**Consigne A:** D'après le texte sur Bradley, pourquoi les penseurs d'Oxford et de Cambridge le redécouvrent-ils parfois avec étonnement ? Répondez en une à trois phrases.
**Consigne B:** Recopiez fidèlement, dans le texte sur Bradley, le passage allant de « Bradley, si parfois » jusqu'à « autant que profondes. ».

**Texte fourni:**

========================================================================

Bradley, si parfois il semble loin de nous, est très proche cependant. Il transmue l'idée hégélienne en une non-idée ; il donne au sentiment une place analogue à celle que lui fit Gabriel Marcel sur lequel il a eu une influence certaine ; il trouve, sous la forme de ce sentiment informe, quelque chose d'analogue à ce qu'y ont vu Husserl et Merleau-Ponty. Les penseurs d'Oxford et de Cambridge, si opposés à lui en apparence, le redécouvrent parfois avec étonnement, tant ses analyses sont souvent précises et exactes autant que profondes.

L'Absolu, impossible et nécessaire

Après un livre peu connu sur les Présuppositions de l'histoire critique (The Presuppositions of Critical History, 1874) et après les Études éthiques (Ethical Studies, 1875), plus connues, le philosophe anglais Bradley – né à Glasbury, mort à Oxford – publie les Principes de logique (The Principles of Logic, 1883), et surtout Apparence et Réalité (Appearance and Reality. A Metaphysical Essay, 1893).

Essai métaphysique, dit le sous-titre de ce dernier ouvrage, et, en effet, prenant la suite de Thomas Hill Green, Bradley continue la lutte contre l'empirisme et le naturalisme. Mais il approfondit et assure ses fondements. Sans doute, de l'Absolu nous ne pouvons rien dire, rien, si nous appelons rien ce « beaucoup » qui est l'ensemble des apparences, une fois qu'elles ont été assemblées et sublimées. C'est que ces apparences, ce sont surtout les relations, désarticulées, puis articulées, tant bien que mal et plutôt mal que bien, par le jugement.

========================================================================

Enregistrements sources
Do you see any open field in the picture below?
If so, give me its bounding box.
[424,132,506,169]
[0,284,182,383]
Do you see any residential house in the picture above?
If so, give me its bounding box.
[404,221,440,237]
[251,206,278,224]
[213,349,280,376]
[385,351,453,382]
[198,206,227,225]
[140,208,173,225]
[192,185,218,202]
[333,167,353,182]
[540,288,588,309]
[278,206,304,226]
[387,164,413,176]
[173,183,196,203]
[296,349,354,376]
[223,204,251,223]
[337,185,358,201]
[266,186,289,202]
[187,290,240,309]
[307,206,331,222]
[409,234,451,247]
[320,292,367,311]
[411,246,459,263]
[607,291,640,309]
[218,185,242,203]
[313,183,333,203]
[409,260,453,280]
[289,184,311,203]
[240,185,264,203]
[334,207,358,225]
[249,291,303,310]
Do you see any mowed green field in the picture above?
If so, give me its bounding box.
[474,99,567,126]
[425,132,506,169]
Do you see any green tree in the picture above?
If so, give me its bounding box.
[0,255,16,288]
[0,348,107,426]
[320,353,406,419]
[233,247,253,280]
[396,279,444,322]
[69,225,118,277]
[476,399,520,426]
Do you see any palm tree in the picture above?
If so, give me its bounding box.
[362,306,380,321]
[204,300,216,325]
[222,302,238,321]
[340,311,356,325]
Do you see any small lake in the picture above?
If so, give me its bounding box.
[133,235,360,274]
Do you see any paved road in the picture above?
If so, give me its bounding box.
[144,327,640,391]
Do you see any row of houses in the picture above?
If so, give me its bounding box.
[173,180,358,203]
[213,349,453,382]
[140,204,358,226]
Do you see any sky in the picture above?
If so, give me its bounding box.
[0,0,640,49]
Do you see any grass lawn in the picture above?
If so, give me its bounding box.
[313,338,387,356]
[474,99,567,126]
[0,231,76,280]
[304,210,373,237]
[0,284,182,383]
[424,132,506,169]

========================================================================

**Réponse attendue A:** Bien qu'ils lui soient opposés en apparence, les penseurs d'Oxford et de Cambridge redécouvrent parfois Bradley avec étonnement parce que ses analyses sont souvent précises et exactes autant que profondes.

**Réponse attendue B:**
Bradley, si parfois il semble loin de nous, est très proche cependant. Il transmue l'idée hégélienne en une non-idée ; il donne au sentiment une place analogue à celle que lui fit Gabriel Marcel sur lequel il a eu une influence certaine ; il trouve, sous la forme de ce sentiment informe, quelque chose d'analogue à ce qu'y ont vu Husserl et Merleau-Ponty. Les penseurs d'Oxford et de Cambridge, si opposés à lui en apparence, le redécouvrent parfois avec étonnement, tant ses analyses sont souvent précises et exactes autant que profondes.